Exercise aim — Provide the number of lines below containing the word "report", without any other words.

*** Opening Record set ***

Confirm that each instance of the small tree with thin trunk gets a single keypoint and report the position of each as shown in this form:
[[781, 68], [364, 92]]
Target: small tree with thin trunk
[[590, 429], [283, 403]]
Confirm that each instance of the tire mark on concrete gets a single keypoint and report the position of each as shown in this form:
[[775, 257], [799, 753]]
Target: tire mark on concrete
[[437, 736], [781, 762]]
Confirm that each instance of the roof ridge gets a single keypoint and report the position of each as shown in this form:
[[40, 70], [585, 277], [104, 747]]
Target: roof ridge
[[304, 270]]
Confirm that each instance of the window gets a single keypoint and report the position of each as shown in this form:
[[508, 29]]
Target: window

*** Closing Record set ***

Response to the exercise — 4